● Written request 1:
Please condense the paragraph in the passage on controller deletion handling that begins "Without a finalizer, step 3 never runs" into a short bulleted list that keeps its main facts.

● Passage provided:
● ● ● ●

If your reconcile only handles creates and updates, deleted custom resources leave their child resources behind. The controller never cleans up.

Add finalizers to your resources. In the reconcile delete handling, remove the finalizer last after cleaning up dependents.

Deletion is the most commonly forgotten part of controller development. The reconcile function receives a request for a resource that no longer exists in etcd, but the controller still needs to act. There are two cases:

1. No finalizers, no children. The reconcile call comes in with an empty req — the resource is already gone. Return early.

2. Has children or external dependencies. StatefulSets, ConfigMaps, PVCs, cloud resources — you must clean these up before Kubernetes allows the resource to be deleted. This is where finalizers matter.

The delete flow in practice:

1. User deletes Database resource
2. Kubernetes sets .metadata.deletionTimestamp — the resource is "marked for deletion"
3. Controller reconcile sees the timestamp is set
4. Controller cleans up child StatefulSet, PVCs, external resources
5. Controller removes its finalizer from the Database
6. Kubernetes deletes the Database resource

Without a finalizer, step 3 never runs. The Database disappears and the StatefulSet stays behind as an orphan. Orphaned StatefulSets hold PVCs, which hold persistent volumes.

To detect whether a resource is in delete state, check db.ObjectMeta.DeletionTimestamp.IsZero(). If it returns false, you are in deletion handling mode.

Skipping Status Updates

Your users have no idea what the controller actually did. Did it create the StatefulSet? Is it still trying? Did it fail?

● ● ● ●

● Written request 2:
Replace "striped" with "banded" in the listing, from the line with "Objective — for every instance of the blue and" through the end of the listing. Return only those lines, with everything else unchanged.

Point labeling dataset excerpts:
● ● ● ●

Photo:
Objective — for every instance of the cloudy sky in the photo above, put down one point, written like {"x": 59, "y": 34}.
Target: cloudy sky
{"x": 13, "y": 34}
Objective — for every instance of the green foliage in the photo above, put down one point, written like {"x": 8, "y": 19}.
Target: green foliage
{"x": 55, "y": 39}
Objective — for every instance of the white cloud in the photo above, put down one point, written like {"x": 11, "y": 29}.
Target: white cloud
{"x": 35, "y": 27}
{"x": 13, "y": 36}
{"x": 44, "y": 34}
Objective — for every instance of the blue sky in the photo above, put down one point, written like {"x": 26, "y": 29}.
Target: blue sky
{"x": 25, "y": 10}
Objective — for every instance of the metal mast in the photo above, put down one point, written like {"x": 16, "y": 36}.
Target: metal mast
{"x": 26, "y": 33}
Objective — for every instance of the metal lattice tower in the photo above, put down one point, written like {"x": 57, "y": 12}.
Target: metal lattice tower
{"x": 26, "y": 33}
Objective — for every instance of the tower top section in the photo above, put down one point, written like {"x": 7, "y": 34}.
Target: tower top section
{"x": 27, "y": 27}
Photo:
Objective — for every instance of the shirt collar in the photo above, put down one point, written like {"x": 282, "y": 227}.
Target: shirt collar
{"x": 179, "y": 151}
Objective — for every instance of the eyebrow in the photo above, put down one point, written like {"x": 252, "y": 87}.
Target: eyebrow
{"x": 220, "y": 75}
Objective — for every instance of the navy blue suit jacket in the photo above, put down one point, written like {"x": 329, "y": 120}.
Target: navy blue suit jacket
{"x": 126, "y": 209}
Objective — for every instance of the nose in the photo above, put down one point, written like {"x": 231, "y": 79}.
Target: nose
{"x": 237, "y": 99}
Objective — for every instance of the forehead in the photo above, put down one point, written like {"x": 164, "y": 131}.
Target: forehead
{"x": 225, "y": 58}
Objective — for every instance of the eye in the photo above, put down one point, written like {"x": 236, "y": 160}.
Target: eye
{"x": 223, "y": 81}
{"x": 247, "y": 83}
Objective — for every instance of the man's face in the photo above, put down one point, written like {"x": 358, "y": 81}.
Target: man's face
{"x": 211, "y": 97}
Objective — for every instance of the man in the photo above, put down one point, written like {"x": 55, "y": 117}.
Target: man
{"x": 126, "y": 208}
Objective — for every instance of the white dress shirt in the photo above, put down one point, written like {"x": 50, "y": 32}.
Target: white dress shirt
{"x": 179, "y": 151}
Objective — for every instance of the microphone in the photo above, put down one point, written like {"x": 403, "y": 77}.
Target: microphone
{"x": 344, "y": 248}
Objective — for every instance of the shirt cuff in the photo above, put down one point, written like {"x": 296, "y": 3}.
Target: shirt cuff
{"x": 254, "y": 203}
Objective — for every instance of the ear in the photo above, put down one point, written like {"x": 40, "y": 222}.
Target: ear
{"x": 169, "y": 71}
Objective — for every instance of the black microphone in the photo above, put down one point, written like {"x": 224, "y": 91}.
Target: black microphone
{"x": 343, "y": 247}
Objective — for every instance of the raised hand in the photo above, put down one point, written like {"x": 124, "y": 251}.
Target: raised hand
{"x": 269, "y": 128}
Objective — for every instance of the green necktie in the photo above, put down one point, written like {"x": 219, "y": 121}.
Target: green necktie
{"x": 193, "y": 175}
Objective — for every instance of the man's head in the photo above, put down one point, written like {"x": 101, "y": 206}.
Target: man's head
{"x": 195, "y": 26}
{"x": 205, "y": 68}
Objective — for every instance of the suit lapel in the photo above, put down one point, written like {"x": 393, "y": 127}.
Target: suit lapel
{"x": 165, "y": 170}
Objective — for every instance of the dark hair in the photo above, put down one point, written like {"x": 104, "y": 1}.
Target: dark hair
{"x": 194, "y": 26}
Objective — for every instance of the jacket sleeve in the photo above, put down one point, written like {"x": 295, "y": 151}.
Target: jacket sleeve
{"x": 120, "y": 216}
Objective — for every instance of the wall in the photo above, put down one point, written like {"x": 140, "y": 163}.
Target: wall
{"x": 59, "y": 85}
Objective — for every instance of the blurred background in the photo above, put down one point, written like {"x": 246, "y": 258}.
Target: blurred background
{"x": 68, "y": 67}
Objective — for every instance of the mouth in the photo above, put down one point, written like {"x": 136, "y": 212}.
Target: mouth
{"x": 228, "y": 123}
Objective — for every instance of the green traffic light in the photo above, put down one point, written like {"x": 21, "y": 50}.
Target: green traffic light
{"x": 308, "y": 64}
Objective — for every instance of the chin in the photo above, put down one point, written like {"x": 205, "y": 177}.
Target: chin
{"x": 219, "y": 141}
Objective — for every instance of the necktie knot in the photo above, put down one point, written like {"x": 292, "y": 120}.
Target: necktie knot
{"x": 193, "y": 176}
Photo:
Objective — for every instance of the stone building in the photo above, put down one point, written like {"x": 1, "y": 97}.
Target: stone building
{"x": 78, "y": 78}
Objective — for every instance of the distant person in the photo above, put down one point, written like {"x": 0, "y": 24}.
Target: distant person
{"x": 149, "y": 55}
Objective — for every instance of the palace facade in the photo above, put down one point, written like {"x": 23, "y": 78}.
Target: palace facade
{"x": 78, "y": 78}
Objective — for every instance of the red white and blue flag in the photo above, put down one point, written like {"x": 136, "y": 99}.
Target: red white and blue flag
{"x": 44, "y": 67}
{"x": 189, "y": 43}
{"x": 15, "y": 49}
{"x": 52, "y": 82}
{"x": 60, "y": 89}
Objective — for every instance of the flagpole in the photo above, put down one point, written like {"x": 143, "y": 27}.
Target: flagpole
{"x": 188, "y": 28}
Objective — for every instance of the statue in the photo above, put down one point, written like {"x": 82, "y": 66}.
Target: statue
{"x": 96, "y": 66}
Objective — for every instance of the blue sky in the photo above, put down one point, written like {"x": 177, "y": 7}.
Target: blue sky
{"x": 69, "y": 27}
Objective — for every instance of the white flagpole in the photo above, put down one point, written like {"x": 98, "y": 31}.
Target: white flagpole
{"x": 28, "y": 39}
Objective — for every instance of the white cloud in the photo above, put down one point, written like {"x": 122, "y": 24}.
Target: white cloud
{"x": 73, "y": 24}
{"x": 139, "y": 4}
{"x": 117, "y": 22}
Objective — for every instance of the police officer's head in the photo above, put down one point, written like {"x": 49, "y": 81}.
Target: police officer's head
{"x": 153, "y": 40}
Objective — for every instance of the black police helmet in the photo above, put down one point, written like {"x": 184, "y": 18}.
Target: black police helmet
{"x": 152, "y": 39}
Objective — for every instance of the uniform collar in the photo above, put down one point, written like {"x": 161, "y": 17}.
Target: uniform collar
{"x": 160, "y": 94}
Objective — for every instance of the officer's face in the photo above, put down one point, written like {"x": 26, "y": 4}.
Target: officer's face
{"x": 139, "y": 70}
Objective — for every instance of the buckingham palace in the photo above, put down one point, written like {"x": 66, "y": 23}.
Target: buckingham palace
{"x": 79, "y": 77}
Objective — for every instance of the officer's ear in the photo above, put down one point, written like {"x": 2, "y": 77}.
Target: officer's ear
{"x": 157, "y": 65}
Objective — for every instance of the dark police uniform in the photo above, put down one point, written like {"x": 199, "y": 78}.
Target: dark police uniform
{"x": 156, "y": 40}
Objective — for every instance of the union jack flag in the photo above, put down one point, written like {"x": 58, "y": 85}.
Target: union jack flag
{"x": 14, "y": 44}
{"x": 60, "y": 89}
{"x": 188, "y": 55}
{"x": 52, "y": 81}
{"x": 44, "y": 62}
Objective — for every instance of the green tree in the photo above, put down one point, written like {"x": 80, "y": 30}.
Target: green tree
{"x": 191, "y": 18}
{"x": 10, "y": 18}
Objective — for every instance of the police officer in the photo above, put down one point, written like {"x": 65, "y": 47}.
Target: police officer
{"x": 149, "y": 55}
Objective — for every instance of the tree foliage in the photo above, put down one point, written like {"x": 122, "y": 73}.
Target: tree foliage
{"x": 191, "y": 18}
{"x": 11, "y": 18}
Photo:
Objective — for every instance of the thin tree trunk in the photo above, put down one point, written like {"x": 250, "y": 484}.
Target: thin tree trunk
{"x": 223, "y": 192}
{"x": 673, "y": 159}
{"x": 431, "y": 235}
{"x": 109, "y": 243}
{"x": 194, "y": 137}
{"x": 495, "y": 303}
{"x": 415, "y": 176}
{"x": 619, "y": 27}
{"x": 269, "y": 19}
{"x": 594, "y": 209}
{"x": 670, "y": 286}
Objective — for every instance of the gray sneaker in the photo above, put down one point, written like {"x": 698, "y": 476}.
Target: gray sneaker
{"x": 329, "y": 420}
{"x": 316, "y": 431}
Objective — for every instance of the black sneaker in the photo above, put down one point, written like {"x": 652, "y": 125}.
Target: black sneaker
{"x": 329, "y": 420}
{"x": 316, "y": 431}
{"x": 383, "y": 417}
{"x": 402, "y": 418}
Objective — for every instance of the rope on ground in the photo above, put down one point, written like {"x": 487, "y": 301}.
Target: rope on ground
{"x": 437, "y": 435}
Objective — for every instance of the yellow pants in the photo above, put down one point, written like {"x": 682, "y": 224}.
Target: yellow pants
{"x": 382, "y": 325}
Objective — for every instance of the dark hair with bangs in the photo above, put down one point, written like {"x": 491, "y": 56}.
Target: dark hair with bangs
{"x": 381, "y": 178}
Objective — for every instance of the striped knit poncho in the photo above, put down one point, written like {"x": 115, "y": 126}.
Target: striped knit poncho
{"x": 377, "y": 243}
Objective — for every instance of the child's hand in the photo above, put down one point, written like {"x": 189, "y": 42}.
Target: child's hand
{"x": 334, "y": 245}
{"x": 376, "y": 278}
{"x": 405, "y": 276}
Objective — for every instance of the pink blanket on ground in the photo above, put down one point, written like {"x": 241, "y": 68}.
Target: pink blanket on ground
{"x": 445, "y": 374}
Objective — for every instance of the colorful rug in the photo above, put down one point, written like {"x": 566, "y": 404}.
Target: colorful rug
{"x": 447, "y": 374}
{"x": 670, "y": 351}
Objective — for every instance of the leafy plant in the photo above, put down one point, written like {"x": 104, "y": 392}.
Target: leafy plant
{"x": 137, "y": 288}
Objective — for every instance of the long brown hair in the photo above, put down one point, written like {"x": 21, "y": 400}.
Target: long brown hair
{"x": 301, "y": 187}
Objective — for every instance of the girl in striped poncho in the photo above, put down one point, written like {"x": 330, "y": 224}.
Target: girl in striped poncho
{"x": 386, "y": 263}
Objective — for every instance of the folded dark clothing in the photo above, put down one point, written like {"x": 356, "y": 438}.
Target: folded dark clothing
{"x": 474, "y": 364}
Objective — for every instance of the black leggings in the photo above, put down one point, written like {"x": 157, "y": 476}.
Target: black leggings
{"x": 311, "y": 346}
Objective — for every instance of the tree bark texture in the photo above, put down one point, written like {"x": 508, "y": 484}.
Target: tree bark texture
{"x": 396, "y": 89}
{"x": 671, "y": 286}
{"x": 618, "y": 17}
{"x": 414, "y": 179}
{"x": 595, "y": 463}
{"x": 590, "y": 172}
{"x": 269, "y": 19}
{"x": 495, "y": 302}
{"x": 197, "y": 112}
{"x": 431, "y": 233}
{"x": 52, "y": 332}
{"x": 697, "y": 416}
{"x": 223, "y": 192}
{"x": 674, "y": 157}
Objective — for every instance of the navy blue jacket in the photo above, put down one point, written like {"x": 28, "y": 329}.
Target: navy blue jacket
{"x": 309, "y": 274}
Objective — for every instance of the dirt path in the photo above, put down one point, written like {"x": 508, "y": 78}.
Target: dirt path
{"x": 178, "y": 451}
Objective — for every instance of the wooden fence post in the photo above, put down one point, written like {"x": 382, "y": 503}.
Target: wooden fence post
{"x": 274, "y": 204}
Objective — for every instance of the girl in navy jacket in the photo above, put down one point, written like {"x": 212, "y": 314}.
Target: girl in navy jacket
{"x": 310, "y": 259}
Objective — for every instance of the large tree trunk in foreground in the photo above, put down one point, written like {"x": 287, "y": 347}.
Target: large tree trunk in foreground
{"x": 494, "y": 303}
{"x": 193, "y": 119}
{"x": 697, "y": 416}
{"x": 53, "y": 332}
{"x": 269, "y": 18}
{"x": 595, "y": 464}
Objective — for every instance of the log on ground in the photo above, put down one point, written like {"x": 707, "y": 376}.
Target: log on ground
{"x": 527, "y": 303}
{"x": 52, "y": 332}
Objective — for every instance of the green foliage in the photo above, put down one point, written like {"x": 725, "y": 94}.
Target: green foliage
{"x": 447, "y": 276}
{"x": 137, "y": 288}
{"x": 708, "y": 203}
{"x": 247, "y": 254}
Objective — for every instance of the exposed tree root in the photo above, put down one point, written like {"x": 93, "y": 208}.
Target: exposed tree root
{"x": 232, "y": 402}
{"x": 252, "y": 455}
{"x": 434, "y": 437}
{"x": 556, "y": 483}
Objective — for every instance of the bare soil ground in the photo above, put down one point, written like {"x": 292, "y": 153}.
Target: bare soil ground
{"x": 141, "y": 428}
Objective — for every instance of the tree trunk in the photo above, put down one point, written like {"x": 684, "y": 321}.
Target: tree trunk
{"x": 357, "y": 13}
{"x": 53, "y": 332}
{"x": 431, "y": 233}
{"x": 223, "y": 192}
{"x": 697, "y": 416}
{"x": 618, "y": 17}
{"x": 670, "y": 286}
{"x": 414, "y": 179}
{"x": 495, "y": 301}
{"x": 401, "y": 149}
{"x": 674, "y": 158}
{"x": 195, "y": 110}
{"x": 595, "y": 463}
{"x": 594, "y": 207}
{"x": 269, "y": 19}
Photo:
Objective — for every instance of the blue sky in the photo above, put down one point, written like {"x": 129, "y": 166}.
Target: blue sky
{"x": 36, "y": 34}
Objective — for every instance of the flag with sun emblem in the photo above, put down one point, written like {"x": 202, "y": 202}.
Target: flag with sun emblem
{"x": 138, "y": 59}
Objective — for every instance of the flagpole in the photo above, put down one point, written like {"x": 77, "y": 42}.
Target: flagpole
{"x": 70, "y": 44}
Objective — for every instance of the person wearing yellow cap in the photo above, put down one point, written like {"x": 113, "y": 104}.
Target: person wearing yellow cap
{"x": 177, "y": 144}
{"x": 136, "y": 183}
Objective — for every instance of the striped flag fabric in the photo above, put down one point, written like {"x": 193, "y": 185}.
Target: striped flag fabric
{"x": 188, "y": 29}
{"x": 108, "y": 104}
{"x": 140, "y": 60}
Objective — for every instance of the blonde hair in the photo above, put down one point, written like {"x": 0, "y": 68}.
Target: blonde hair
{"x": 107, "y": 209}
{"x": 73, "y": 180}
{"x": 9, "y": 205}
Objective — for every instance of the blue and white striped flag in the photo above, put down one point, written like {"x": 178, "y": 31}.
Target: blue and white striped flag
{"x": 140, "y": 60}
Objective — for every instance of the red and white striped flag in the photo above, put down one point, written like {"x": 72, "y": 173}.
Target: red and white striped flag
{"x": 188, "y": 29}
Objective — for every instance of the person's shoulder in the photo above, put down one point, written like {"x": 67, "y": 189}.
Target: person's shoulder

● ● ● ●

● Full output 1:
- Without a finalizer, step 3 never runs.
- The Database disappears, and its StatefulSet remains as an orphan.
- Orphaned StatefulSets hold PVCs, which in turn hold persistent volumes.

● Full output 2:
Objective — for every instance of the blue and white banded flag in the photo above, put down one point, written like {"x": 178, "y": 31}.
Target: blue and white banded flag
{"x": 140, "y": 60}
Objective — for every instance of the red and white banded flag in the photo above, put down one point, written like {"x": 72, "y": 173}.
Target: red and white banded flag
{"x": 188, "y": 29}
Objective — for every instance of the person's shoulder in the photo above, put down one point, written like {"x": 67, "y": 189}.
Target: person's shoulder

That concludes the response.